WORK TO BE COMPLETED
Render every line of the following items as a JSON list of strings, one string per line, omitting any blank lines.
— start of SOURCE DATA —
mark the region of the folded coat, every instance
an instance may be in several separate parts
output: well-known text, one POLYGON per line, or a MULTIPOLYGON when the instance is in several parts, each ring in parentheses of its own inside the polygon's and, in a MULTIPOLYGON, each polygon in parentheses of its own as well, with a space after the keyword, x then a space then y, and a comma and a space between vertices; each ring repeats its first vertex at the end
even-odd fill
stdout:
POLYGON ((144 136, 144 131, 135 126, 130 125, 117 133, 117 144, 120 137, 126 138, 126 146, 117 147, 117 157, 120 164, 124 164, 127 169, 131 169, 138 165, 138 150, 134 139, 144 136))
— end of SOURCE DATA —
CORRECT RESPONSE
[
  "mark the region of the folded coat, every instance",
  "an instance may be in several separate parts",
  "output: well-known text, one POLYGON per line, or a MULTIPOLYGON when the instance is in several parts, each ring in parentheses of its own inside the polygon's and, in a MULTIPOLYGON, each polygon in parentheses of its own as well, with a space after the keyword, x then a space then y, and a comma and a space between vertices; each ring repeats its first vertex at the end",
  "even-odd fill",
  "stdout:",
  "POLYGON ((144 136, 144 131, 135 126, 130 125, 117 133, 117 144, 120 137, 126 138, 126 146, 117 147, 117 157, 120 164, 124 164, 127 169, 131 169, 138 165, 138 150, 134 139, 144 136))"
]